# SET PROBLEM 1
In the conventions text, what is the new name of the OpenVMS AXP operating system?

===== EXTRACTED TEXT =====

Use the following table to order additional documentation or information. If you need help deciding which documentation best meets your needs, call 800-DIGITAL (800-344-4825).

Conventions

The name of the OpenVMS AXP operating system has been changed to the OpenVMS Alpha operating system. Any references to OpenVMS AXP or AXP are synonymous with OpenVMS Alpha or Alpha.

VMScluster systems are now referred to as OpenVMS Cluster systems. Unless otherwise specified, references to OpenVMS Clusters or clusters in this document are synonymous with VMSclusters.

In this manual, every use of DECwindows and DECwindows Motif refers to DECwindows Motif for OpenVMS software.

The following conventions are also used in this manual:

Ctrl/ x	A sequence such as Ctrl/ x indicates that you must hold down the key labeled Ctrl while you press another key or a pointing device button.
[Return]	In examples, a key name enclosed in a box indicates that you press a key on the keyboard. (In text, a key name is not enclosed in a box.)
...	Horizontal ellipsis points in examples indicate one of the following possibilities: Additional optional arguments in a statement have been omitted. The preceding item or items can be repeated one or more times. Additional parameters, values, or other information can be entered.
. . .	Vertical ellipsis points indicate the omission of items from a code example or command format; the items are omitted because they are not important to the topic being discussed.
( )	In command format descriptions, parentheses indicate that, if you choose more than one option, you must enclose the choices in parentheses.

===== DATA SHOWN =====

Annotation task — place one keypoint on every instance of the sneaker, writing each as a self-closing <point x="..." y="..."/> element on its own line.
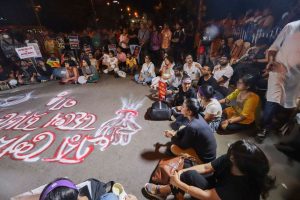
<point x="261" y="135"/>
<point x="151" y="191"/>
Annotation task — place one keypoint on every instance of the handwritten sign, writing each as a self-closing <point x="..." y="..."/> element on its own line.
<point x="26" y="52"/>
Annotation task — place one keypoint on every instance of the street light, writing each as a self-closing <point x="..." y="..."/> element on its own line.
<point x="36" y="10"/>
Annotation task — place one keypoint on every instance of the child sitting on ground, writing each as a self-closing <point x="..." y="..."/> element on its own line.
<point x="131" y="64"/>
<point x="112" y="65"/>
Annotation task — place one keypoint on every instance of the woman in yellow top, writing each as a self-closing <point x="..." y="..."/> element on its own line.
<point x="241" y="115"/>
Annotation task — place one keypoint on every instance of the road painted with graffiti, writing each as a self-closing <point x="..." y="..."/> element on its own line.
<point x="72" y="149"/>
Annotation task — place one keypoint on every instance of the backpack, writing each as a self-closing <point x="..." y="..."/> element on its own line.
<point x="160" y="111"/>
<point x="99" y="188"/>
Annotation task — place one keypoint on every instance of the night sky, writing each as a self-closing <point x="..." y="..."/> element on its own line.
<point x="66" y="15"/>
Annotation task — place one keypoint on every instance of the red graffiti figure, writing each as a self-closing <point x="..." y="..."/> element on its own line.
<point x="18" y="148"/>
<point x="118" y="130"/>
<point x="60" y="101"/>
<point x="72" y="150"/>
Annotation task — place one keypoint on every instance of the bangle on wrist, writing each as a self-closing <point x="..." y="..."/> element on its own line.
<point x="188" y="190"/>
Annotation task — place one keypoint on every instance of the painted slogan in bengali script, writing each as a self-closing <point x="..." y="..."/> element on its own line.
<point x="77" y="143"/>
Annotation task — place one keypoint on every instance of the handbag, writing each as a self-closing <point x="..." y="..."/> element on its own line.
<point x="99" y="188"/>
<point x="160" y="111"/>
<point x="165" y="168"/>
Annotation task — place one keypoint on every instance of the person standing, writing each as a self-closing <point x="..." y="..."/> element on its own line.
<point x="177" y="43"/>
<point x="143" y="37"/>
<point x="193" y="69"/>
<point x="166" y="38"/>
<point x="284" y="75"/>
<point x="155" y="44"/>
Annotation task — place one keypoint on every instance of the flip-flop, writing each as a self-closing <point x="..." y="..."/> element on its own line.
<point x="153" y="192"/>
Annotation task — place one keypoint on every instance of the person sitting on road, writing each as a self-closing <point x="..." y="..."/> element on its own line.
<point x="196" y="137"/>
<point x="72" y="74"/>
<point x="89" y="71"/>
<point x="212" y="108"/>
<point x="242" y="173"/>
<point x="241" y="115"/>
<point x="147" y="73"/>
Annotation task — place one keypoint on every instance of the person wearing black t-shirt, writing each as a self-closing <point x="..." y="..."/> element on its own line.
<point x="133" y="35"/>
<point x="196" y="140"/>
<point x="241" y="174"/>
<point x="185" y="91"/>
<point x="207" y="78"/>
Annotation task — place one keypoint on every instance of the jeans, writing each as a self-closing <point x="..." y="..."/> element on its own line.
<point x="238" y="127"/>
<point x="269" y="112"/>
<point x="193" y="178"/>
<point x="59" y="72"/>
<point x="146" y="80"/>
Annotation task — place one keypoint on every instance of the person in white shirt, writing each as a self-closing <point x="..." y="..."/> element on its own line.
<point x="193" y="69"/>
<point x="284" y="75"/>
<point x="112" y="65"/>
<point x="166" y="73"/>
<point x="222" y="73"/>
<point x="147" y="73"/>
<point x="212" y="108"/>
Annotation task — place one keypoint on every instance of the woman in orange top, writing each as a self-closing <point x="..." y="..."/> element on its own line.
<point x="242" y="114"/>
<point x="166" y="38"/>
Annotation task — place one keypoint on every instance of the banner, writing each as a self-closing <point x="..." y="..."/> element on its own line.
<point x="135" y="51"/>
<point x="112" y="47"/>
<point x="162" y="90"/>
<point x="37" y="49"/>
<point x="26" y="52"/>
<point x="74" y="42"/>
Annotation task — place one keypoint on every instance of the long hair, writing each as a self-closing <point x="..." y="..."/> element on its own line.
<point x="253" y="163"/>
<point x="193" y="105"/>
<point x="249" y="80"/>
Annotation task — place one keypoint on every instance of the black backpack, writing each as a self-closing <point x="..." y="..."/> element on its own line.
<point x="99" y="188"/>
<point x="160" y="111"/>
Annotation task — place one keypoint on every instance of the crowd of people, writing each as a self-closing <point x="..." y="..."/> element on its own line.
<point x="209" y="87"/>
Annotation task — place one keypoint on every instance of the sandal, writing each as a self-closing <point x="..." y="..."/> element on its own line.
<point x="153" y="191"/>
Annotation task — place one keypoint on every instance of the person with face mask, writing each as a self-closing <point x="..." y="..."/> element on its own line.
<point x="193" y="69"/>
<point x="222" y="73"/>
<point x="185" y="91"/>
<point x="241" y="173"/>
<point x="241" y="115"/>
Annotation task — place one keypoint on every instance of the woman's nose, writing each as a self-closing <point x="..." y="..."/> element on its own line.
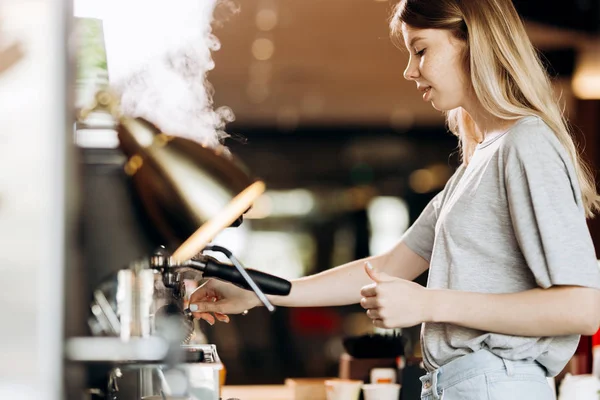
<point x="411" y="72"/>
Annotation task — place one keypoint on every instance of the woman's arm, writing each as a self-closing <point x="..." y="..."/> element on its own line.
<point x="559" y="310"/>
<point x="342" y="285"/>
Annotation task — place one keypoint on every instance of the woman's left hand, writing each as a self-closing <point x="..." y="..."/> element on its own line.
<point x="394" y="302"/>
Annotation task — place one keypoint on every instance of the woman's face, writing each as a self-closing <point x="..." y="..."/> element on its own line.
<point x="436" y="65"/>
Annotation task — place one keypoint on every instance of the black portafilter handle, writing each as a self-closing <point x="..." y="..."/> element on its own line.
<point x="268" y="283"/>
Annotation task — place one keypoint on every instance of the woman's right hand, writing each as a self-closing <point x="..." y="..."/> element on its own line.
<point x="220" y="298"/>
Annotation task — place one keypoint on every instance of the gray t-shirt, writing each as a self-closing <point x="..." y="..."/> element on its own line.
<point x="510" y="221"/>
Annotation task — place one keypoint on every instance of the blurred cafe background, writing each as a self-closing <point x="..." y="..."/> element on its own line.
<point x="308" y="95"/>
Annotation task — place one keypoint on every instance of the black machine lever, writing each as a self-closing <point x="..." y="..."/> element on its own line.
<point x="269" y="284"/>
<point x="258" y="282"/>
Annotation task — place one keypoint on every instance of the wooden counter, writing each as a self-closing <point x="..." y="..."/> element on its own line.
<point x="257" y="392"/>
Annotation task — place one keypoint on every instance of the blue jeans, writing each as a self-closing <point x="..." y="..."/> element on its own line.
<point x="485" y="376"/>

=====

# SET PROBLEM 2
Render the rows as a numbered list, from the line containing "of the blue" through the final row, both included, with blank lines omitted.

# TASK RESULT 1
It is now called the OpenVMS Alpha operating system.

# TASK RESULT 2
1. Annotation task — place one keypoint on every instance of the blue jeans, writing each as a self-closing <point x="..." y="..."/> element on its own line.
2. <point x="485" y="376"/>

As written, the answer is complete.